# Source passage:
==*==

A collaborative study between Professor Dong Li's research group from the School of Life Sciences at Tsinghua University and Academician Qionghai Dai's team from the Department of Automation, titled "Fast-adaptive super-resolution lattice light-sheet microscopy for rapid, long-term, near-isotropic subcellular imaging", was published in Nature Methods on April 29, 2025. By integrating multiple technological innovations - including virtual structured illumination, mirror-enhanced dual-view detection, and Bayesian dual-view fusion reconstruction - this approach extends the conventional LLS-SIM's one-dimensional super-resolution capability to full X-Y-Z dimensions. The system achieves near-isotropic imaging resolution of 120nm laterally and 160nm axially, without compromising imaging speed or photon efficiency. Furthermore, by deeply integrating meta-learning strategies with the system's data acquisition process, the adaptive deployment from training data collection to deep learning model optimization can be completed in just three minutes. This seamless integration achieves near 'zero-barrier' implementation of AI tools in practical biological experiments.

==*==

# Work required:
Answer these questions from the microscopy passage:
1. In which journal was the study published, and on what date?
2. What lateral and axial resolution does the system reach?
3. How long does adaptive deployment take, from training data collection to deep learning model optimization?

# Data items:
==*==

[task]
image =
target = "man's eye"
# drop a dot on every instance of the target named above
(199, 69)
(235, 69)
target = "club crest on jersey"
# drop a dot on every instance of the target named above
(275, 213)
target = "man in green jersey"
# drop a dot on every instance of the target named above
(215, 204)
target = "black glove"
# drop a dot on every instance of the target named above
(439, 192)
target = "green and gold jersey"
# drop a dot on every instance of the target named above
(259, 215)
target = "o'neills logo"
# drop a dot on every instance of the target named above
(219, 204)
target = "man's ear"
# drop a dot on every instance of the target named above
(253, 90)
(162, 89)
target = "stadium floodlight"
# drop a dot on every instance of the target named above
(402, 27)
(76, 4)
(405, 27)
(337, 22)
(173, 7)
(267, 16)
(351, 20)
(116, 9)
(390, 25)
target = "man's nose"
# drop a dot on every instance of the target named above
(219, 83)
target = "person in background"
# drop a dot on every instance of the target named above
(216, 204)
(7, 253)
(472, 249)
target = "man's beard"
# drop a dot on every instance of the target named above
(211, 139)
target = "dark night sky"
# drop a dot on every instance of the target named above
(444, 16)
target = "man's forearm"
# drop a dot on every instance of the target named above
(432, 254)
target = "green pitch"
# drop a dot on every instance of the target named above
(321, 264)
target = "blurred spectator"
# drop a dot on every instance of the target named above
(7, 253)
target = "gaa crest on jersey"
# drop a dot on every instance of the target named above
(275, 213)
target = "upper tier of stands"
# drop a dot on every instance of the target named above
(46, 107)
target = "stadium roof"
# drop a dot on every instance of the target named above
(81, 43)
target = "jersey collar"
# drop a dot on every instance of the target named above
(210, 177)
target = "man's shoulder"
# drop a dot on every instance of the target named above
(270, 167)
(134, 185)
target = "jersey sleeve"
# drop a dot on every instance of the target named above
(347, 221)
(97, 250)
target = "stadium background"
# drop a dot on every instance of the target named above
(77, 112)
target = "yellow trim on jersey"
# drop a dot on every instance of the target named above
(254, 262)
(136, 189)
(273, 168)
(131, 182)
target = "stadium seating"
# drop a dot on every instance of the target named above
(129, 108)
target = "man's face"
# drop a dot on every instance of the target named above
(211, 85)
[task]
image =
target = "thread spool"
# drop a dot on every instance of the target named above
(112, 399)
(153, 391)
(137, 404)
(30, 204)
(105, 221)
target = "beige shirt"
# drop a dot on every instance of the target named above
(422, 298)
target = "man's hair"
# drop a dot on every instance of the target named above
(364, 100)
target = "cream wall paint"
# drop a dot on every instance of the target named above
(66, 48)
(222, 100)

==*==

# Written answer:
1. Nature Methods, on April 29, 2025.
2. 120nm laterally and 160nm axially.
3. Three minutes.